EXERCISE INSTRUCTIONS -
Recast the items, starting at the line that contains "Each instance receives one keypoint. Mark the pine" and ending at the end of the items, as a two-column CSV with the headers instruction and points. Give one row per item, putting its text and its answer each in a single quoted field with line breaks turned into spaces.

Point labeling data from photos:
(begin)
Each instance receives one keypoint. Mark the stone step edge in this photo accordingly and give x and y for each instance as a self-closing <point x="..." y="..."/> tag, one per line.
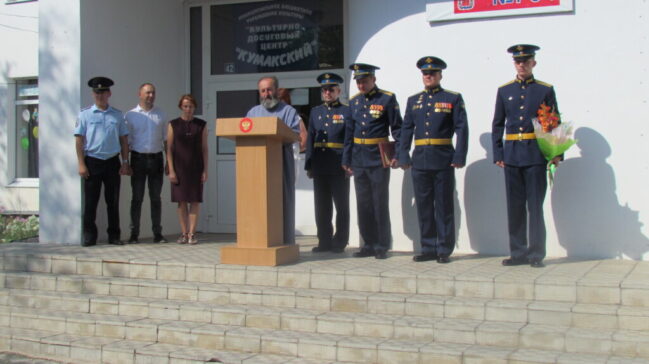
<point x="287" y="342"/>
<point x="631" y="292"/>
<point x="260" y="316"/>
<point x="224" y="293"/>
<point x="60" y="345"/>
<point x="66" y="348"/>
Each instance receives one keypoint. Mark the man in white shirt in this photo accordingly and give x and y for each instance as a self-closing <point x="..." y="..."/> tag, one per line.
<point x="147" y="126"/>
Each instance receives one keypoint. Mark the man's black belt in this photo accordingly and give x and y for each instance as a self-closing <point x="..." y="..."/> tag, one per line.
<point x="147" y="155"/>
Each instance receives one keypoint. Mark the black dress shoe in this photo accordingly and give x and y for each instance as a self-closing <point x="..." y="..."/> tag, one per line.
<point x="424" y="257"/>
<point x="320" y="249"/>
<point x="381" y="255"/>
<point x="363" y="253"/>
<point x="509" y="262"/>
<point x="443" y="259"/>
<point x="537" y="264"/>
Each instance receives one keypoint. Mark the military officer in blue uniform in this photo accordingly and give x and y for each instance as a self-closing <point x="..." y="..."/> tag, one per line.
<point x="101" y="136"/>
<point x="516" y="150"/>
<point x="323" y="163"/>
<point x="433" y="116"/>
<point x="375" y="113"/>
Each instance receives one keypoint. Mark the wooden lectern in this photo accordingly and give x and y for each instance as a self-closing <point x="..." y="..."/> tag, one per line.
<point x="259" y="191"/>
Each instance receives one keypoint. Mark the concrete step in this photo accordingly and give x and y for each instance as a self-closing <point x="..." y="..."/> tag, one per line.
<point x="587" y="282"/>
<point x="81" y="349"/>
<point x="67" y="348"/>
<point x="247" y="303"/>
<point x="366" y="336"/>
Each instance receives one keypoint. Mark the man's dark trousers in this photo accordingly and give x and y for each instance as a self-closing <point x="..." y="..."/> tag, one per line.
<point x="147" y="167"/>
<point x="526" y="186"/>
<point x="330" y="190"/>
<point x="372" y="186"/>
<point x="104" y="172"/>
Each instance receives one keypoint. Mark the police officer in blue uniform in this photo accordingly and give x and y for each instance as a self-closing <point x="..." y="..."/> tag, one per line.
<point x="323" y="163"/>
<point x="433" y="116"/>
<point x="517" y="151"/>
<point x="375" y="113"/>
<point x="101" y="136"/>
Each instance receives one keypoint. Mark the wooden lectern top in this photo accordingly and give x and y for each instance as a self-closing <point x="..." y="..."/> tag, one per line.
<point x="270" y="126"/>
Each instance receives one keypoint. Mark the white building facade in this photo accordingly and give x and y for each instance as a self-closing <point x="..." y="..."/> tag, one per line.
<point x="595" y="53"/>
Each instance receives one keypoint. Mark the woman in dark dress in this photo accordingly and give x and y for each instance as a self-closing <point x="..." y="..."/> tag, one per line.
<point x="187" y="160"/>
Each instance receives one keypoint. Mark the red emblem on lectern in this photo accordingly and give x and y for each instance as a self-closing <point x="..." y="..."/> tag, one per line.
<point x="245" y="125"/>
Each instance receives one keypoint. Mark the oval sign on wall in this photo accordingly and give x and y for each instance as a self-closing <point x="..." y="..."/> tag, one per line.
<point x="245" y="125"/>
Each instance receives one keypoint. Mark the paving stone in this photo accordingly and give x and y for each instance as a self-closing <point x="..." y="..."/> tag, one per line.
<point x="501" y="334"/>
<point x="278" y="297"/>
<point x="280" y="343"/>
<point x="425" y="305"/>
<point x="457" y="331"/>
<point x="345" y="301"/>
<point x="362" y="282"/>
<point x="182" y="292"/>
<point x="387" y="303"/>
<point x="177" y="332"/>
<point x="293" y="279"/>
<point x="359" y="349"/>
<point x="531" y="356"/>
<point x="195" y="312"/>
<point x="248" y="340"/>
<point x="90" y="266"/>
<point x="443" y="353"/>
<point x="543" y="337"/>
<point x="63" y="265"/>
<point x="486" y="354"/>
<point x="465" y="308"/>
<point x="216" y="295"/>
<point x="299" y="320"/>
<point x="38" y="263"/>
<point x="263" y="318"/>
<point x="395" y="351"/>
<point x="143" y="271"/>
<point x="209" y="336"/>
<point x="113" y="268"/>
<point x="121" y="352"/>
<point x="229" y="315"/>
<point x="261" y="276"/>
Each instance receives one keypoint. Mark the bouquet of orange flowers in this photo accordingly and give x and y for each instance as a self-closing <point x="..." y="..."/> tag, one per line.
<point x="553" y="137"/>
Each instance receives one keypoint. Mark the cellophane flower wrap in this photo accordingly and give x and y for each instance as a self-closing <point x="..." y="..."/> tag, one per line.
<point x="554" y="137"/>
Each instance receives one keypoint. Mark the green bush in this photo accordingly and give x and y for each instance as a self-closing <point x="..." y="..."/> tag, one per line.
<point x="14" y="228"/>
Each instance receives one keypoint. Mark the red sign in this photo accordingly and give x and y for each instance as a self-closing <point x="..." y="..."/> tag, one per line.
<point x="475" y="6"/>
<point x="245" y="125"/>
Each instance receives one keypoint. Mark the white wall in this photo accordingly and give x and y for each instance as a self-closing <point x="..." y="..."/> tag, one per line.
<point x="18" y="59"/>
<point x="133" y="42"/>
<point x="597" y="59"/>
<point x="60" y="190"/>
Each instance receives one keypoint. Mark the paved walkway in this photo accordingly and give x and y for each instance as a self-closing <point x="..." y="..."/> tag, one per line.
<point x="467" y="267"/>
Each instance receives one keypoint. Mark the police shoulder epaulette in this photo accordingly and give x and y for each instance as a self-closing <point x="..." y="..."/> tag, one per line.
<point x="508" y="83"/>
<point x="543" y="83"/>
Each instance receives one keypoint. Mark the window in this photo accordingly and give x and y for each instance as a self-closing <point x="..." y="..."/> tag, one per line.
<point x="196" y="56"/>
<point x="277" y="36"/>
<point x="26" y="129"/>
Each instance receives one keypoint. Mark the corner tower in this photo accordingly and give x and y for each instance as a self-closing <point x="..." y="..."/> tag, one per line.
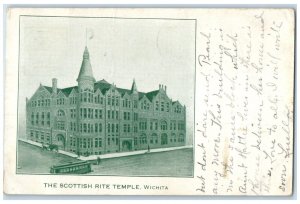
<point x="85" y="78"/>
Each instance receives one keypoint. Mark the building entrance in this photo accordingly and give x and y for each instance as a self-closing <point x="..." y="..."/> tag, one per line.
<point x="126" y="145"/>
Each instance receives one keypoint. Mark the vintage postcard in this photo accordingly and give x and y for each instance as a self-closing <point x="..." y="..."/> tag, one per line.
<point x="149" y="101"/>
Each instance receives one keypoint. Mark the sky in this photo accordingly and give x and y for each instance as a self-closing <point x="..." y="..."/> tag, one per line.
<point x="151" y="51"/>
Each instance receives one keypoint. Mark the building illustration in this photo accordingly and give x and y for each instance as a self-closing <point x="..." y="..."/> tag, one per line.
<point x="96" y="117"/>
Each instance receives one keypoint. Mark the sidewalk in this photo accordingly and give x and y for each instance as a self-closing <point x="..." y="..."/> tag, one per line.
<point x="112" y="155"/>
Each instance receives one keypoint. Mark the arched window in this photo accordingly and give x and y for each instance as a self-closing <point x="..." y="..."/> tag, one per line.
<point x="60" y="113"/>
<point x="163" y="125"/>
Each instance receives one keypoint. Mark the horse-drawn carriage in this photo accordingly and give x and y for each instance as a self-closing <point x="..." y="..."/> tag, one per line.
<point x="51" y="147"/>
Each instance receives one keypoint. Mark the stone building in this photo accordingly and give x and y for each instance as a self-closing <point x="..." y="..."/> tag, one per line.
<point x="97" y="117"/>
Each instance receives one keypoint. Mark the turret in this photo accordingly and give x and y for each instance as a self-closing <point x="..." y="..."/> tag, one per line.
<point x="54" y="85"/>
<point x="85" y="78"/>
<point x="134" y="87"/>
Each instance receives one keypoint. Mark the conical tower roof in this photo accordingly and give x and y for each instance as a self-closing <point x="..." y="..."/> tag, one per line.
<point x="86" y="71"/>
<point x="134" y="87"/>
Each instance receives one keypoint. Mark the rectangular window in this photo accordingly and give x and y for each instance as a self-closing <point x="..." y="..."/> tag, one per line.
<point x="84" y="113"/>
<point x="108" y="100"/>
<point x="100" y="142"/>
<point x="117" y="101"/>
<point x="96" y="113"/>
<point x="157" y="105"/>
<point x="96" y="142"/>
<point x="100" y="114"/>
<point x="113" y="101"/>
<point x="125" y="128"/>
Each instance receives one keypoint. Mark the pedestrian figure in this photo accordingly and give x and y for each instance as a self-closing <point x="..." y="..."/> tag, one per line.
<point x="98" y="160"/>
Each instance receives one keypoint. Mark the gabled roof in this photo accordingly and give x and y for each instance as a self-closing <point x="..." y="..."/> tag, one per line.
<point x="86" y="71"/>
<point x="48" y="88"/>
<point x="152" y="94"/>
<point x="67" y="91"/>
<point x="102" y="85"/>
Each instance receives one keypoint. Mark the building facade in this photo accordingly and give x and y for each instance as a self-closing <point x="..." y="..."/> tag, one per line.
<point x="97" y="117"/>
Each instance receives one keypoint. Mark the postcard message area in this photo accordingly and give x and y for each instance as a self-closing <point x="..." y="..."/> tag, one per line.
<point x="240" y="128"/>
<point x="244" y="139"/>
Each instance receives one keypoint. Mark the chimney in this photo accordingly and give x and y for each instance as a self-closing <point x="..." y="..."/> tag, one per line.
<point x="54" y="85"/>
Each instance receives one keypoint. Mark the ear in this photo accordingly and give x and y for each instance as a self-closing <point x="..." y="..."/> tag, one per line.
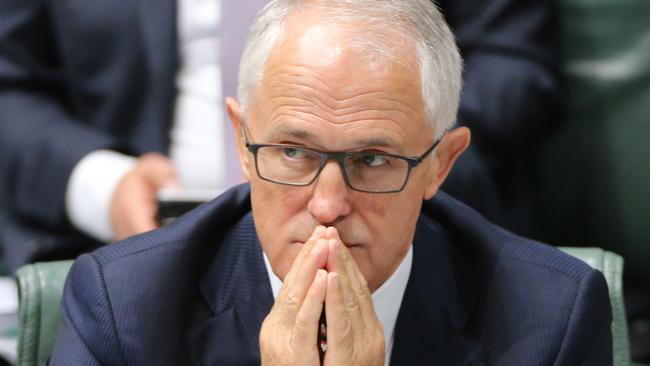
<point x="454" y="143"/>
<point x="237" y="120"/>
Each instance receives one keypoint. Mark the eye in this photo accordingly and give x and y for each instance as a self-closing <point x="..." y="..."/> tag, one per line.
<point x="373" y="160"/>
<point x="293" y="153"/>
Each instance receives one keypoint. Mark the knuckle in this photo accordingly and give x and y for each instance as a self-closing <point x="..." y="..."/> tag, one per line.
<point x="291" y="299"/>
<point x="351" y="303"/>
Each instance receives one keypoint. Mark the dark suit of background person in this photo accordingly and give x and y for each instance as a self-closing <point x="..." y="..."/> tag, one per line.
<point x="78" y="76"/>
<point x="476" y="295"/>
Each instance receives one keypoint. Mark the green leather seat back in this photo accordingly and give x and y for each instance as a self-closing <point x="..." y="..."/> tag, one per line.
<point x="41" y="288"/>
<point x="595" y="172"/>
<point x="611" y="265"/>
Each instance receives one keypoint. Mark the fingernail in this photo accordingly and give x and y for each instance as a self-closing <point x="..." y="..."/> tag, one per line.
<point x="319" y="244"/>
<point x="337" y="247"/>
<point x="322" y="275"/>
<point x="335" y="279"/>
<point x="318" y="231"/>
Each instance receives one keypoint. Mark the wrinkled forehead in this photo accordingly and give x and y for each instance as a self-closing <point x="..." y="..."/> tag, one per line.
<point x="333" y="74"/>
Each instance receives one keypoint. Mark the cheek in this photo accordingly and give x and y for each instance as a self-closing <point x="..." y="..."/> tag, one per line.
<point x="277" y="228"/>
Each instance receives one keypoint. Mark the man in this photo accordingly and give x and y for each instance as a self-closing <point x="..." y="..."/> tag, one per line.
<point x="338" y="250"/>
<point x="111" y="83"/>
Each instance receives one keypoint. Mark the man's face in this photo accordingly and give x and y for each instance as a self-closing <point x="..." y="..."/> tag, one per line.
<point x="320" y="94"/>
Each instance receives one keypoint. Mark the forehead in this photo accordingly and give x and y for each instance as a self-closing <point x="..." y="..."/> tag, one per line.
<point x="322" y="83"/>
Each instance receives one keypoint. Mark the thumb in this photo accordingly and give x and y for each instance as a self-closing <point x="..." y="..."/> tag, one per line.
<point x="158" y="170"/>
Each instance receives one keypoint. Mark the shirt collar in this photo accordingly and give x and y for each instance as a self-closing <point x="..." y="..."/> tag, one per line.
<point x="386" y="299"/>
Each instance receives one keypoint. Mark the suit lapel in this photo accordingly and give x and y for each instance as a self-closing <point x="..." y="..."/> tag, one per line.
<point x="238" y="294"/>
<point x="437" y="306"/>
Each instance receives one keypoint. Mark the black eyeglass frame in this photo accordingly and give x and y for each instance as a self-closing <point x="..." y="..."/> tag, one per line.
<point x="412" y="161"/>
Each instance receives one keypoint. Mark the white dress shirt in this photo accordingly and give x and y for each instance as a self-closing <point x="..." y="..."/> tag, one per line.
<point x="387" y="299"/>
<point x="197" y="147"/>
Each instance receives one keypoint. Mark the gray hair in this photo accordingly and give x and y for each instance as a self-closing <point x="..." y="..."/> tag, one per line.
<point x="416" y="24"/>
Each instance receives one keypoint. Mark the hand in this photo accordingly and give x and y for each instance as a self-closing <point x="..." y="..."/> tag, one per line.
<point x="354" y="334"/>
<point x="133" y="205"/>
<point x="289" y="333"/>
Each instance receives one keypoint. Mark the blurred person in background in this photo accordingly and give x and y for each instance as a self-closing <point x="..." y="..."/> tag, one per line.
<point x="104" y="104"/>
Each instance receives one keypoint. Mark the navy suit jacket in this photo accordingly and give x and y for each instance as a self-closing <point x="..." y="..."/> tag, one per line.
<point x="78" y="76"/>
<point x="196" y="293"/>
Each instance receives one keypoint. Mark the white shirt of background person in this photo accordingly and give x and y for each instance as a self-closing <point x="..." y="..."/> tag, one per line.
<point x="197" y="137"/>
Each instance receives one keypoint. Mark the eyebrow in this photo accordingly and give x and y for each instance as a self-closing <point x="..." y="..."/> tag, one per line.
<point x="283" y="131"/>
<point x="289" y="131"/>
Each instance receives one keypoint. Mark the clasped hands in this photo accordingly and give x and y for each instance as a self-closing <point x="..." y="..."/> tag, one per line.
<point x="323" y="274"/>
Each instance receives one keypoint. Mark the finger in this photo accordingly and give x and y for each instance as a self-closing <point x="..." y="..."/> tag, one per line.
<point x="343" y="263"/>
<point x="132" y="207"/>
<point x="340" y="332"/>
<point x="318" y="232"/>
<point x="299" y="279"/>
<point x="305" y="333"/>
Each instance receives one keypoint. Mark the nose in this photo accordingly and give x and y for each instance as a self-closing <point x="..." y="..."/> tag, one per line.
<point x="330" y="200"/>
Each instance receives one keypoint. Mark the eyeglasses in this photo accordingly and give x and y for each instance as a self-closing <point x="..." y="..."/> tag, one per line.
<point x="362" y="171"/>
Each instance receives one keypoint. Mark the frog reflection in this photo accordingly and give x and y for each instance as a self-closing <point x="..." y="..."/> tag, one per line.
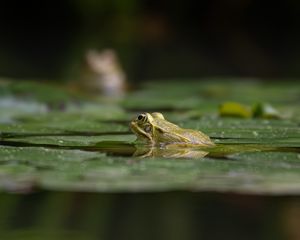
<point x="168" y="151"/>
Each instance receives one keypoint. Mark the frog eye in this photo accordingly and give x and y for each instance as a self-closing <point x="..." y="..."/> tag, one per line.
<point x="142" y="118"/>
<point x="147" y="129"/>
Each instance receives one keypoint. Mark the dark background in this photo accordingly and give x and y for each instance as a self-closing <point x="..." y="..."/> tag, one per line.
<point x="154" y="38"/>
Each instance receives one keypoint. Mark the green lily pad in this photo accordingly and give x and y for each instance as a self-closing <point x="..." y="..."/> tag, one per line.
<point x="86" y="145"/>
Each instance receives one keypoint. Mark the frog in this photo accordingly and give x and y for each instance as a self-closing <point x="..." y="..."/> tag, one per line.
<point x="153" y="129"/>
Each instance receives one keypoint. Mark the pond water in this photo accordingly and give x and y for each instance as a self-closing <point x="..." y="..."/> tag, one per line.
<point x="78" y="174"/>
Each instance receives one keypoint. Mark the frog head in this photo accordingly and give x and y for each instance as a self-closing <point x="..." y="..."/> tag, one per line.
<point x="145" y="127"/>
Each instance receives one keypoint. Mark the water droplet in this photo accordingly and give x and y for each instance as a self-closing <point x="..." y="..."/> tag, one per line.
<point x="255" y="133"/>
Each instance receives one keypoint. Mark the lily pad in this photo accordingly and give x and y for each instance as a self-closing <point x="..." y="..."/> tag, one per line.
<point x="86" y="145"/>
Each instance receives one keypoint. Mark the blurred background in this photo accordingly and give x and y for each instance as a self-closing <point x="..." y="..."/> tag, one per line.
<point x="153" y="38"/>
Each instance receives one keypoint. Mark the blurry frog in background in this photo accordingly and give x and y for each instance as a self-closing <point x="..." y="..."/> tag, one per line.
<point x="104" y="74"/>
<point x="153" y="129"/>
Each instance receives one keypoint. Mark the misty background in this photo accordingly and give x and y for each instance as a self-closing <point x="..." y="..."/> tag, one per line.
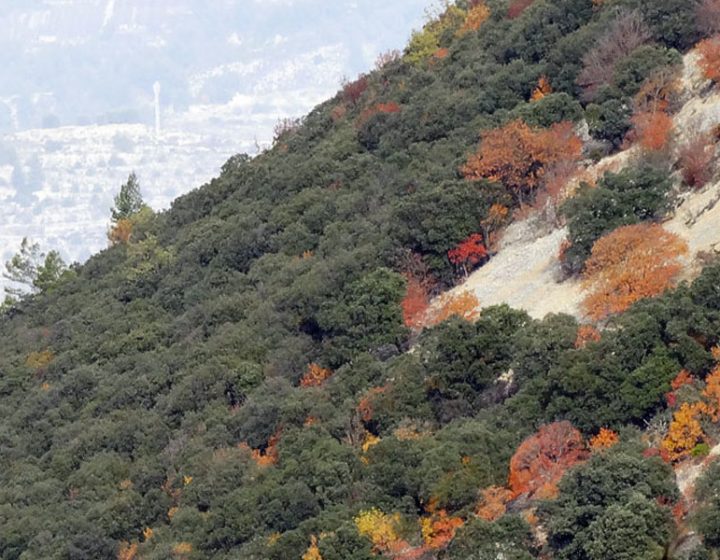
<point x="78" y="108"/>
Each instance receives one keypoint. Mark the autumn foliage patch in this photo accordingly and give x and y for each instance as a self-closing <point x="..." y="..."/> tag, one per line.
<point x="469" y="253"/>
<point x="629" y="264"/>
<point x="652" y="130"/>
<point x="519" y="157"/>
<point x="695" y="158"/>
<point x="541" y="460"/>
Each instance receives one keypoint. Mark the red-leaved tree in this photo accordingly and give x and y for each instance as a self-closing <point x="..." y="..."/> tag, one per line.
<point x="519" y="157"/>
<point x="541" y="460"/>
<point x="469" y="253"/>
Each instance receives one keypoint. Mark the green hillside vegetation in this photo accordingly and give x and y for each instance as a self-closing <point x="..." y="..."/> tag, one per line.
<point x="230" y="378"/>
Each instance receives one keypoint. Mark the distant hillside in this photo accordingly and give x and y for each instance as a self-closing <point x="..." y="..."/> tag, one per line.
<point x="258" y="372"/>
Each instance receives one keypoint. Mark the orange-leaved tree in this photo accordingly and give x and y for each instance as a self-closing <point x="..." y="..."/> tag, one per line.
<point x="415" y="303"/>
<point x="711" y="393"/>
<point x="629" y="264"/>
<point x="493" y="503"/>
<point x="587" y="334"/>
<point x="685" y="430"/>
<point x="439" y="529"/>
<point x="543" y="88"/>
<point x="652" y="129"/>
<point x="464" y="305"/>
<point x="381" y="528"/>
<point x="476" y="16"/>
<point x="121" y="232"/>
<point x="695" y="158"/>
<point x="469" y="252"/>
<point x="541" y="460"/>
<point x="519" y="156"/>
<point x="315" y="376"/>
<point x="604" y="439"/>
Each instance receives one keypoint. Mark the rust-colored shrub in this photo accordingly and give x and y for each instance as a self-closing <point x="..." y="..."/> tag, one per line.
<point x="626" y="33"/>
<point x="541" y="460"/>
<point x="439" y="529"/>
<point x="493" y="503"/>
<point x="685" y="431"/>
<point x="464" y="305"/>
<point x="315" y="376"/>
<point x="604" y="439"/>
<point x="629" y="264"/>
<point x="695" y="158"/>
<point x="476" y="16"/>
<point x="469" y="253"/>
<point x="586" y="334"/>
<point x="519" y="157"/>
<point x="353" y="91"/>
<point x="652" y="130"/>
<point x="543" y="88"/>
<point x="121" y="232"/>
<point x="415" y="303"/>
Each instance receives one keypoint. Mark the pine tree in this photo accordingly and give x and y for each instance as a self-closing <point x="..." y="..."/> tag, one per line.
<point x="128" y="201"/>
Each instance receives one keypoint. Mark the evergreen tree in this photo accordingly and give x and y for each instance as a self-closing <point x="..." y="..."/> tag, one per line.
<point x="32" y="271"/>
<point x="128" y="201"/>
(end)
EXERCISE ANSWER -
instruction,points
"Each instance receives one keypoint. Mark the pine tree in this photo accordingly and give x and y for each instance as a self-closing <point x=""..."" y=""...""/> tag, one per line.","<point x=""128"" y=""201""/>"
"Each instance receives one keypoint. Mark the evergreen tree in this photo accordingly and give x and y for each instance as a self-closing <point x=""..."" y=""...""/> tag, one per line.","<point x=""32"" y=""271""/> <point x=""128"" y=""201""/>"